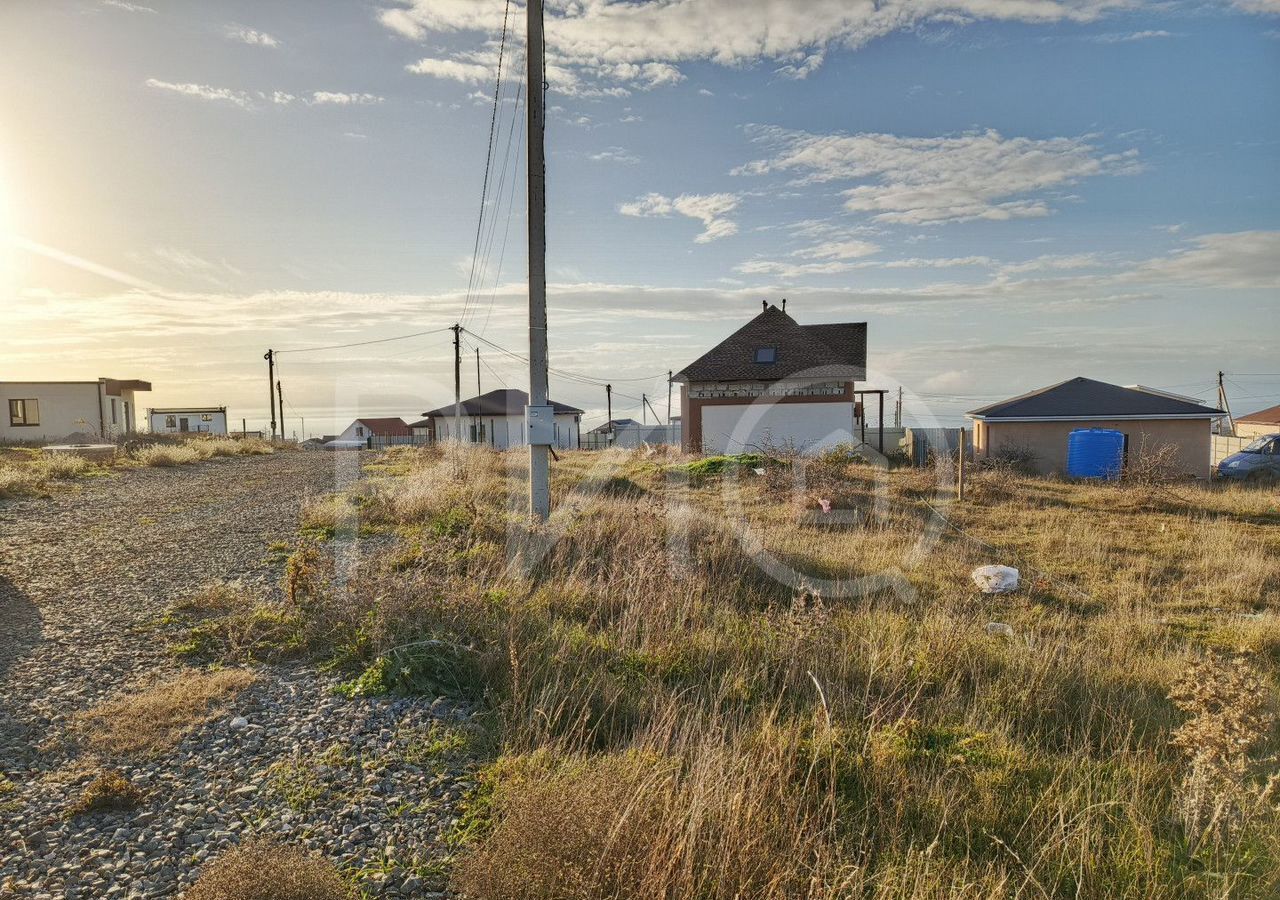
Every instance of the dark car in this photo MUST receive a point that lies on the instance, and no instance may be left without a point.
(1258, 461)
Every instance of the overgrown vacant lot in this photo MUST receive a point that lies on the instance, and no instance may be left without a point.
(26, 471)
(668, 720)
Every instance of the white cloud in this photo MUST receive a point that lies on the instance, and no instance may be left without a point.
(467, 73)
(246, 100)
(709, 209)
(839, 250)
(127, 7)
(1132, 36)
(937, 179)
(603, 39)
(338, 99)
(615, 155)
(1258, 7)
(252, 36)
(204, 92)
(1229, 260)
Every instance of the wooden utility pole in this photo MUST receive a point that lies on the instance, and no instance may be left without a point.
(457, 382)
(668, 398)
(535, 80)
(270, 385)
(1224, 405)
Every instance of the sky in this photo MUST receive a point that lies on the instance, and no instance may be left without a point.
(1009, 192)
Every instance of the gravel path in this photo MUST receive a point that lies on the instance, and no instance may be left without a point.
(83, 576)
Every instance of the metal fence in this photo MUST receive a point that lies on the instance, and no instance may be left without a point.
(923, 442)
(632, 437)
(1223, 446)
(383, 442)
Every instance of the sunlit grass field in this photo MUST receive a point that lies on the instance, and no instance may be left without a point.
(699, 684)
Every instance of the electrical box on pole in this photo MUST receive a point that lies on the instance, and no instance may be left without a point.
(539, 453)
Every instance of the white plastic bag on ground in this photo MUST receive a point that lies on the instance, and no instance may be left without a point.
(995, 579)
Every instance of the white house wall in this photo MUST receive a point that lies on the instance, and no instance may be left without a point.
(195, 423)
(507, 432)
(744, 428)
(64, 409)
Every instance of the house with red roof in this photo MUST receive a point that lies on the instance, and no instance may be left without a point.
(1256, 424)
(775, 383)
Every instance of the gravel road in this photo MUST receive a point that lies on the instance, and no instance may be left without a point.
(83, 576)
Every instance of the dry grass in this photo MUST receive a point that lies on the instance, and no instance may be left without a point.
(108, 791)
(673, 722)
(263, 871)
(28, 474)
(164, 456)
(155, 718)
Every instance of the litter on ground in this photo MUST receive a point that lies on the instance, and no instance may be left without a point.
(995, 579)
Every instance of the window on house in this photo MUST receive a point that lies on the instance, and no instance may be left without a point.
(23, 412)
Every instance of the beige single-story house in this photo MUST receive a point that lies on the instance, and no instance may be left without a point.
(497, 419)
(1041, 421)
(384, 426)
(51, 411)
(775, 383)
(1256, 424)
(188, 420)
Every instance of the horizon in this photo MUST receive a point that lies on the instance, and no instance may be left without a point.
(1008, 200)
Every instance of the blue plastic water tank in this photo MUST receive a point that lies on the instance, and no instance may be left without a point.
(1095, 452)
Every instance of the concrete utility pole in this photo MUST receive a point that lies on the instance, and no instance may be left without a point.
(457, 382)
(535, 78)
(270, 383)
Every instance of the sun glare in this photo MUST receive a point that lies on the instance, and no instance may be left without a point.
(8, 233)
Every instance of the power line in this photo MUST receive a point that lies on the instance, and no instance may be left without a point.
(511, 205)
(362, 343)
(488, 159)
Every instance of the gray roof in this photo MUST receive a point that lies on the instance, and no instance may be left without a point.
(502, 402)
(1086, 398)
(809, 351)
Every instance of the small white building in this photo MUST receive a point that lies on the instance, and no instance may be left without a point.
(183, 420)
(362, 429)
(51, 411)
(497, 419)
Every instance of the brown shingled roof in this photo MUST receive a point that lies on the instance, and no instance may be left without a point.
(387, 428)
(1269, 416)
(812, 351)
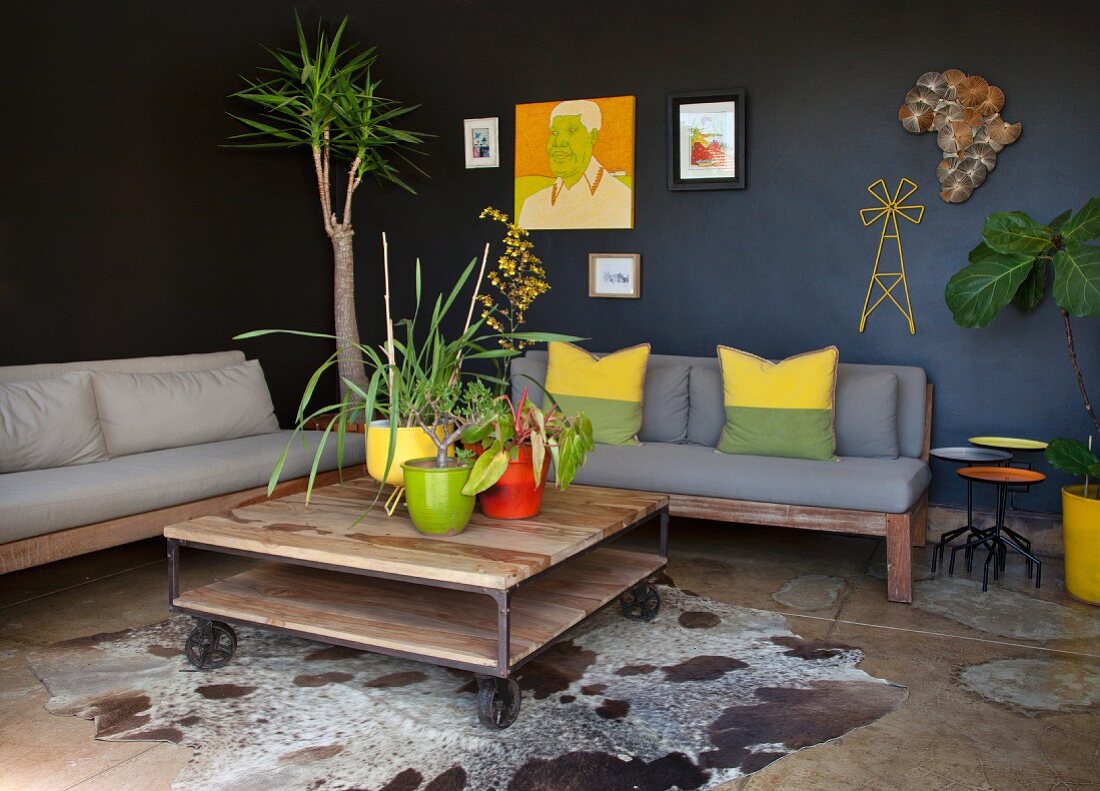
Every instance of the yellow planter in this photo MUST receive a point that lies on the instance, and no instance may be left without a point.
(411, 443)
(1080, 529)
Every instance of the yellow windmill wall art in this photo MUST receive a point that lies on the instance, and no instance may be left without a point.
(890, 208)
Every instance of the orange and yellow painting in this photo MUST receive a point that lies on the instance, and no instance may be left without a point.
(574, 164)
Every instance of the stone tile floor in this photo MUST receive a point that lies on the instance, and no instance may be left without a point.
(1004, 687)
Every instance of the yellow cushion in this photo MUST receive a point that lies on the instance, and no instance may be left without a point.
(783, 408)
(607, 389)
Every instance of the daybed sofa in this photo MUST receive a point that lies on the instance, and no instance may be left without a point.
(95, 454)
(878, 486)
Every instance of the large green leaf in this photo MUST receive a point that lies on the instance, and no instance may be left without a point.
(1070, 456)
(487, 470)
(1077, 279)
(1031, 293)
(1015, 232)
(1055, 224)
(1085, 224)
(976, 294)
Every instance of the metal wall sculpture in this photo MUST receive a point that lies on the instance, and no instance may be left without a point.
(965, 112)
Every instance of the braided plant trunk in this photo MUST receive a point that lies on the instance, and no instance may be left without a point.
(350, 362)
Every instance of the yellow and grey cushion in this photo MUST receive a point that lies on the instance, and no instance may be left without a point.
(781, 409)
(607, 389)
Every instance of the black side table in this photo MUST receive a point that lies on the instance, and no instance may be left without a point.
(1000, 538)
(965, 456)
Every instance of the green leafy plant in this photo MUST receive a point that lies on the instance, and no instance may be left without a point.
(505, 427)
(1011, 265)
(323, 98)
(415, 380)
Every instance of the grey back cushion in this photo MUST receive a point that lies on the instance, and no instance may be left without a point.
(867, 414)
(706, 414)
(866, 410)
(144, 412)
(50, 423)
(209, 361)
(664, 404)
(663, 399)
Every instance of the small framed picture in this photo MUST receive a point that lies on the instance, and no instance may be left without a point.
(616, 275)
(706, 140)
(483, 149)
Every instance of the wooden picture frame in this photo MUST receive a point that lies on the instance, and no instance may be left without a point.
(615, 275)
(482, 142)
(706, 140)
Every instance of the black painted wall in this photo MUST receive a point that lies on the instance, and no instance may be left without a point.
(125, 230)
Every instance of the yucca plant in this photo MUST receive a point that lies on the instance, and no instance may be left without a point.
(323, 98)
(418, 383)
(1011, 265)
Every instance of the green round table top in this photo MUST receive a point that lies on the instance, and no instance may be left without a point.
(1008, 442)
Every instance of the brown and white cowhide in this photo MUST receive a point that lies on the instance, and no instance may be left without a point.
(705, 693)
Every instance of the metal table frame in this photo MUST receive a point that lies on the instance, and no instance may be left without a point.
(501, 596)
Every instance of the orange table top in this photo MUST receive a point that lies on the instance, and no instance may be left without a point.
(1001, 474)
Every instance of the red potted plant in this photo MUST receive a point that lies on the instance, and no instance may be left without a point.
(513, 441)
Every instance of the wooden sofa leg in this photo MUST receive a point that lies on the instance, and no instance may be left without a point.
(919, 520)
(899, 558)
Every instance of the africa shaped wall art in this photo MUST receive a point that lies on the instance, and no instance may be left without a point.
(965, 112)
(574, 164)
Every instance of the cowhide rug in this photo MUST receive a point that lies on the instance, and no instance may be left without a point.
(705, 693)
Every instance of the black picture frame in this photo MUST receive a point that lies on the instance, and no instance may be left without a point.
(680, 151)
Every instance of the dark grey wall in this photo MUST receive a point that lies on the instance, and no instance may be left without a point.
(127, 230)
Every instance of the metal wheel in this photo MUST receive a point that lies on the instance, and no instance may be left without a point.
(640, 603)
(210, 645)
(497, 702)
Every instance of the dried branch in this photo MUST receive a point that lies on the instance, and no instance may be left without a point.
(1077, 371)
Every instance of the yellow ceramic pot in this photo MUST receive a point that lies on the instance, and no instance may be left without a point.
(1080, 530)
(411, 443)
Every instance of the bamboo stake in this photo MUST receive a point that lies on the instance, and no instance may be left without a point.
(470, 314)
(1086, 474)
(389, 326)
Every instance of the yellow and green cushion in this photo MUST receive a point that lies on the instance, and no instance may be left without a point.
(607, 389)
(783, 408)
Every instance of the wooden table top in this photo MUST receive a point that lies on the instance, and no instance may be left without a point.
(488, 553)
(1001, 474)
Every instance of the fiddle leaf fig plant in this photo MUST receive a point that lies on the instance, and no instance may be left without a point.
(1011, 265)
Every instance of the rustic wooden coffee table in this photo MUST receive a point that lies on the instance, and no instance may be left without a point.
(486, 600)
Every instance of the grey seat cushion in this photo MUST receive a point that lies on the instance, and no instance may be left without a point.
(888, 485)
(43, 501)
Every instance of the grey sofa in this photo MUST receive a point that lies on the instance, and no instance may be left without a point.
(878, 486)
(94, 454)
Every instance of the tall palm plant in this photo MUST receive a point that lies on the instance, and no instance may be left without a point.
(323, 98)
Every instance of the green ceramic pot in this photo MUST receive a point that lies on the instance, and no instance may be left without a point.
(433, 495)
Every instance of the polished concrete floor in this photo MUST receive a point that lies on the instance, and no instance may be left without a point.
(1004, 687)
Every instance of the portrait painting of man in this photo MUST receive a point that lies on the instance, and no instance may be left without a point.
(574, 164)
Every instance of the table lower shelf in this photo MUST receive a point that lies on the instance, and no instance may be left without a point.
(436, 624)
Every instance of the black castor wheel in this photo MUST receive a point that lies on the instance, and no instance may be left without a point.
(210, 645)
(497, 702)
(641, 602)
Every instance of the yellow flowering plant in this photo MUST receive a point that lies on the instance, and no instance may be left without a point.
(519, 278)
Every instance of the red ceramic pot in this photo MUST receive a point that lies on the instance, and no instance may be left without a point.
(515, 495)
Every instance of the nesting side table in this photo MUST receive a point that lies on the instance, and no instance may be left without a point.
(967, 456)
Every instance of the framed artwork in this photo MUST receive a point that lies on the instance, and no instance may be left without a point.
(706, 140)
(616, 275)
(482, 141)
(574, 164)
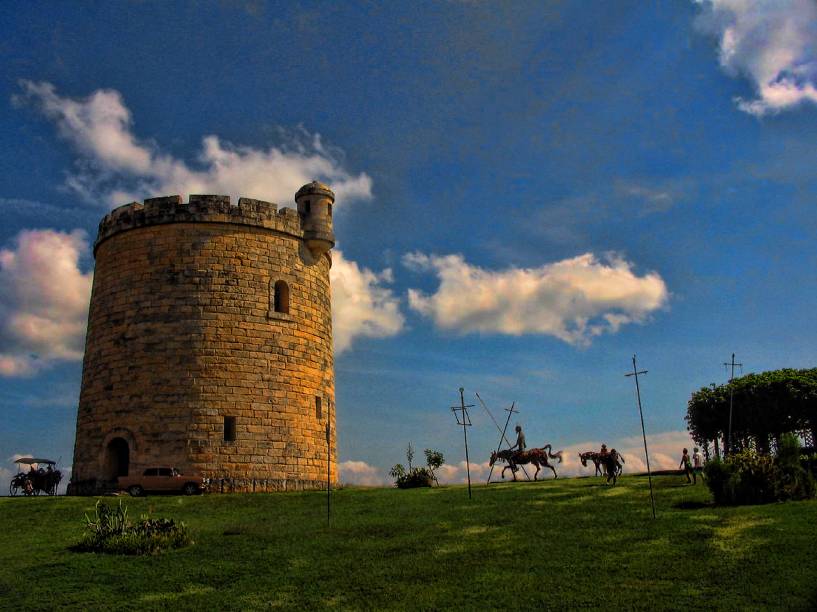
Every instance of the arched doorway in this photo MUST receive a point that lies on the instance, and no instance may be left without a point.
(117, 458)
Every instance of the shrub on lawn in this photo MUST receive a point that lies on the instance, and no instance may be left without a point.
(746, 477)
(110, 531)
(417, 476)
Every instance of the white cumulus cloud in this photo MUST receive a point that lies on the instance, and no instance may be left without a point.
(361, 473)
(771, 42)
(117, 167)
(362, 306)
(44, 301)
(573, 299)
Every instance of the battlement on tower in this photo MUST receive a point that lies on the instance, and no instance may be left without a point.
(198, 209)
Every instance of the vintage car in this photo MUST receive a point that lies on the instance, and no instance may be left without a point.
(162, 479)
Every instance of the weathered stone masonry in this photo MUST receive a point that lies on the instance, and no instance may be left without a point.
(209, 343)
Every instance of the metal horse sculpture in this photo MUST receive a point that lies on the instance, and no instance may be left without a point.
(593, 456)
(536, 456)
(602, 462)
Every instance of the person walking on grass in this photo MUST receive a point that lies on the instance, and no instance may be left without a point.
(697, 464)
(686, 464)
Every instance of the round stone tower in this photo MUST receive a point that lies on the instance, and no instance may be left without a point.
(209, 344)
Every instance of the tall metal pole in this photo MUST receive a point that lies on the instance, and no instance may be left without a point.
(635, 373)
(731, 397)
(465, 435)
(466, 422)
(328, 462)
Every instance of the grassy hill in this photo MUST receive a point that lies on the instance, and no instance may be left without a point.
(555, 544)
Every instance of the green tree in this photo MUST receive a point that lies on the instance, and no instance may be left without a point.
(765, 406)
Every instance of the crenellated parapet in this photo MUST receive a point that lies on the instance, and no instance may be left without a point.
(199, 209)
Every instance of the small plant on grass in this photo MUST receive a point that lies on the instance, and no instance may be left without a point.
(110, 531)
(749, 478)
(417, 476)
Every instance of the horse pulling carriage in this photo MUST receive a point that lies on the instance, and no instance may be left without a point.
(35, 480)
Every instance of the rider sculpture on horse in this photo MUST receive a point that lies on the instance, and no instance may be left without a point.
(516, 455)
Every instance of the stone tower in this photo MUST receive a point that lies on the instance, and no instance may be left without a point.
(209, 343)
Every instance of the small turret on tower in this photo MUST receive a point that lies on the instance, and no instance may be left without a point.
(315, 209)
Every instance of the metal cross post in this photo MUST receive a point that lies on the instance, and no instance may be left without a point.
(635, 373)
(465, 422)
(731, 395)
(510, 412)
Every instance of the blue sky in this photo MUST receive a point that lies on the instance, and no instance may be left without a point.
(528, 194)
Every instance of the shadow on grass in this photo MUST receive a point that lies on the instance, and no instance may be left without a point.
(693, 505)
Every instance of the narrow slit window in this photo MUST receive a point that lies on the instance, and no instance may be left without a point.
(229, 429)
(280, 297)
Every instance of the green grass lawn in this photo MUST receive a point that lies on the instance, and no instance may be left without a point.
(572, 543)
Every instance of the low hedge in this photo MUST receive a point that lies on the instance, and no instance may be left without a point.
(110, 531)
(747, 477)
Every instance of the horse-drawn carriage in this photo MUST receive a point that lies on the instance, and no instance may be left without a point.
(37, 479)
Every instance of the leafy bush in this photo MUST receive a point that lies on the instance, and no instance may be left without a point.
(749, 478)
(110, 531)
(417, 476)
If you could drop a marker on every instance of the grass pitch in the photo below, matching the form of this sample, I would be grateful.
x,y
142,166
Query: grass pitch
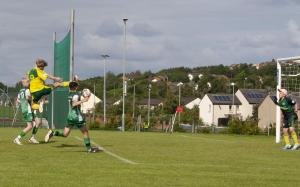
x,y
147,159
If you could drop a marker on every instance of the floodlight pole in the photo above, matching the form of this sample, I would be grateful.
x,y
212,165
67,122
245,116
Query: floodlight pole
x,y
52,94
104,88
149,90
72,45
278,113
133,102
232,84
179,99
124,91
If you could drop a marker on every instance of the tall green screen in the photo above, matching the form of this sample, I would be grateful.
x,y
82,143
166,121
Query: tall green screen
x,y
58,98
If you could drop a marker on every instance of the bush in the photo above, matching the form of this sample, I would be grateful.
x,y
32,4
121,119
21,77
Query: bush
x,y
94,125
248,127
204,130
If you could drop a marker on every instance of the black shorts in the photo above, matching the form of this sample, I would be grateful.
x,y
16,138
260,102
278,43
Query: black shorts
x,y
290,120
36,96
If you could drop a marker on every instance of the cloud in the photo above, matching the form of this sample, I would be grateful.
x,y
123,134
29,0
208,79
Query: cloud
x,y
161,34
294,31
144,30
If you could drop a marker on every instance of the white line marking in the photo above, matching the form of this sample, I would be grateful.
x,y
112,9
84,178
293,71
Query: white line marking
x,y
110,153
211,139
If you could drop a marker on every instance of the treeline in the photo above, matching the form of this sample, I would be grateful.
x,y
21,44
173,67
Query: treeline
x,y
212,79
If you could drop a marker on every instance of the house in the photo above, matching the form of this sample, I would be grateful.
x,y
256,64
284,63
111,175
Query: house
x,y
90,105
190,102
250,98
143,103
267,111
215,109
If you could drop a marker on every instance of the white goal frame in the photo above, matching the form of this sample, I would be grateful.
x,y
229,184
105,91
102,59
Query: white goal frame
x,y
295,59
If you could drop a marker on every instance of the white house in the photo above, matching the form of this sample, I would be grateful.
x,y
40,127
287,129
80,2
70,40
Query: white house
x,y
190,103
90,104
250,98
267,112
216,108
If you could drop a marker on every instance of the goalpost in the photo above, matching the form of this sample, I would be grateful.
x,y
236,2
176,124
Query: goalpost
x,y
288,77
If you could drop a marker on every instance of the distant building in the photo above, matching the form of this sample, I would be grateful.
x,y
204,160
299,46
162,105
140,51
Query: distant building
x,y
90,105
143,103
250,98
267,112
215,109
190,102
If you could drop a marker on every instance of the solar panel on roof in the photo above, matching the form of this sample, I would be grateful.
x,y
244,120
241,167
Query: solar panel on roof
x,y
254,95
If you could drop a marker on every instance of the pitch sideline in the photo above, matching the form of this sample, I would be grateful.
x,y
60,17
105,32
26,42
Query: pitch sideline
x,y
110,153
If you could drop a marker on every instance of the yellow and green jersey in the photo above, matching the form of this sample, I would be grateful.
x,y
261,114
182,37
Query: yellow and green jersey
x,y
23,96
37,79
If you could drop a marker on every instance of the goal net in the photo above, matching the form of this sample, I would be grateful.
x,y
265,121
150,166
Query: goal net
x,y
288,77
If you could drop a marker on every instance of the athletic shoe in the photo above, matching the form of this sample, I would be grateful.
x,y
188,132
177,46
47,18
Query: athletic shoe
x,y
295,147
35,106
48,136
287,147
17,141
94,150
33,140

▸ **Work required**:
Nothing but the lines from the one containing "Query: yellow and green jersey" through the final line of the listing above belongs in the answer; set them down exactly.

▸ **Exercise output**:
Query: yellow and green jersey
x,y
23,96
37,79
If you could drop a marker on every instance of the goal net in the photo above, matching the form of this sample, I would be grateful.
x,y
265,121
150,166
Query: goal net
x,y
288,77
If you could drop a marker on every instance of the athletic shoe in the photo above, matching the form of this sample, I would be grateful.
x,y
188,132
177,46
47,18
Query: athletic shoe
x,y
295,147
35,106
48,136
287,147
17,141
94,150
33,140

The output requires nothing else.